▶ _Exercise_
Transcribe this listing exactly; omit the pictures.

▶ _Dataset excerpts_
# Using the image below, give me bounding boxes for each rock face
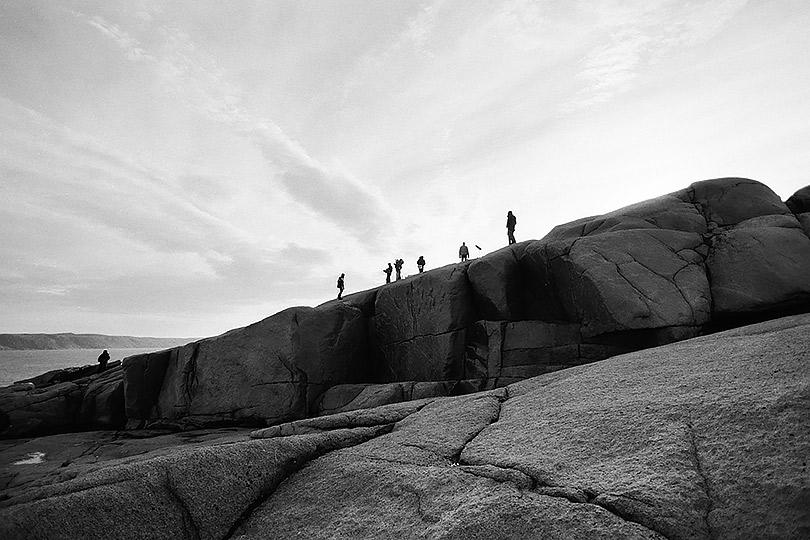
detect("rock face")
[147,303,369,428]
[2,313,808,539]
[0,363,124,438]
[2,177,809,439]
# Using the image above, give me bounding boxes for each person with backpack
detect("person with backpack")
[384,263,393,284]
[417,255,426,273]
[337,273,345,299]
[394,259,404,280]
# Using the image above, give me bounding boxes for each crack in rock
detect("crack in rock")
[452,387,509,464]
[685,419,716,540]
[163,470,200,540]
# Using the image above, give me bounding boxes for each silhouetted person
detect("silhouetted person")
[384,263,393,283]
[337,273,345,299]
[459,242,469,262]
[417,255,426,273]
[507,210,517,245]
[394,259,403,280]
[97,349,110,373]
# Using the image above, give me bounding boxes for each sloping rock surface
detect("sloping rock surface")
[2,314,808,539]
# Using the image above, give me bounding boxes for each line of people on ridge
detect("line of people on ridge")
[336,210,516,300]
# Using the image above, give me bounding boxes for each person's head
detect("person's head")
[508,210,513,216]
[340,273,344,278]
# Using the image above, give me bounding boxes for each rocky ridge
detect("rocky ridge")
[2,177,810,439]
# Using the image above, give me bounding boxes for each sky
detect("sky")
[1,0,809,339]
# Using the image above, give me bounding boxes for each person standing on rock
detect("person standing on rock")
[337,273,345,299]
[394,259,404,280]
[417,255,426,273]
[459,242,469,262]
[507,210,517,245]
[384,263,393,284]
[97,350,110,373]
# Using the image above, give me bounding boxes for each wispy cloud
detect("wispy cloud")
[80,11,392,248]
[566,0,749,109]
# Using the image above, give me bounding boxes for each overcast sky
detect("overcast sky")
[1,0,808,338]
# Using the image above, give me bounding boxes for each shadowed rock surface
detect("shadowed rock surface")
[2,313,808,539]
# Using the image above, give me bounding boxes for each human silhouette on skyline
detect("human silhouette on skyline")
[507,210,517,245]
[459,242,469,262]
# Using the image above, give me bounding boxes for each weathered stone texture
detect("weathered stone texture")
[550,229,711,337]
[707,217,810,313]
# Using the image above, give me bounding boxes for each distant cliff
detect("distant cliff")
[0,333,193,351]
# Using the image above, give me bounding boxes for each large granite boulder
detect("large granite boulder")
[707,215,810,314]
[533,229,712,338]
[152,303,368,428]
[3,313,806,539]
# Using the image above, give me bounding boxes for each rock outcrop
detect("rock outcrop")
[2,313,808,539]
[2,177,809,439]
[0,363,124,437]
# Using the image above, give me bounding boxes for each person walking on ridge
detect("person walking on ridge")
[337,273,345,299]
[394,259,404,280]
[417,255,426,273]
[507,210,517,245]
[384,263,393,284]
[459,242,469,262]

▶ _Solution to the problem_
# Using the image below, give me bounding boxes for each rock face
detect("rock face")
[147,303,369,428]
[2,313,808,539]
[0,363,124,438]
[2,177,809,439]
# Using the image above, give me bounding boxes for each person with backpack
detect("person with backpack")
[384,263,393,284]
[417,255,426,273]
[337,273,345,299]
[394,259,404,280]
# Using the image above, give me bounding boxes for each crack in rock
detect("crack in rock")
[452,387,509,464]
[685,419,716,540]
[163,470,200,540]
# Using the image above, give me bounding boxes for each silhouetted person
detect("silhouetted person")
[384,263,393,283]
[337,273,345,299]
[459,242,469,262]
[417,255,426,273]
[507,210,517,245]
[394,259,403,280]
[97,349,110,373]
# Using the image above, give me bounding boxes for each sloping rock surface
detect("sloping rock surface")
[2,314,808,539]
# Using the image above, give me bounding boxes for each line of people on ridge
detect("line of people on ridge")
[336,210,516,300]
# Using the image above, give me bounding boxes for each person's head
detect("person's head")
[508,210,513,216]
[340,273,344,278]
# Using the image above, give me bounding boxes for each rocky ridge
detect("rocky ridge")
[2,177,810,439]
# Using the image above, give me bounding boxes for each sky
detect("sky")
[1,0,809,339]
# Using the image above, give me bounding boxes for each person standing on rock
detect("person standing on rock")
[337,273,345,299]
[394,259,404,280]
[417,255,426,273]
[459,242,469,262]
[507,210,517,245]
[384,263,393,284]
[97,350,110,373]
# Using the image above, give me bounding boxes for each wispy cloud
detect("wispy cloud")
[80,11,392,248]
[566,0,749,109]
# Using the image above, give me bounding boxes for each overcast sky
detect("overcast sky")
[1,0,808,338]
# Using the image above, give me bounding boxes for each shadowed rock surface
detect("shadowed rock surface")
[2,313,808,539]
# Using the image above, give me bounding boxes for each human silhouette on skyline
detect("human silhouette on skyline")
[507,210,517,245]
[459,242,469,262]
# Using the image above, give me bounding boxes for each weathered stone texture
detect("weathered stone texture")
[550,229,711,337]
[707,217,810,313]
# Using the image above, give me bounding boxes for each distant cliff
detect("distant cliff")
[0,333,193,351]
# Using the image above, give me bounding boxes for each large granite boulder
detect("large granite boulder")
[707,215,810,314]
[533,229,712,338]
[152,303,368,428]
[3,313,806,539]
# Using the image above, give me bounding boxes for each rock outcrop
detect("rock outcrop")
[2,313,808,539]
[2,177,809,439]
[0,363,124,437]
# Using the image above, give me bounding boxes for each person walking on ridge
detect("person walking on ridge")
[337,273,345,299]
[394,259,404,280]
[417,255,426,273]
[507,210,517,245]
[384,263,393,284]
[459,242,469,262]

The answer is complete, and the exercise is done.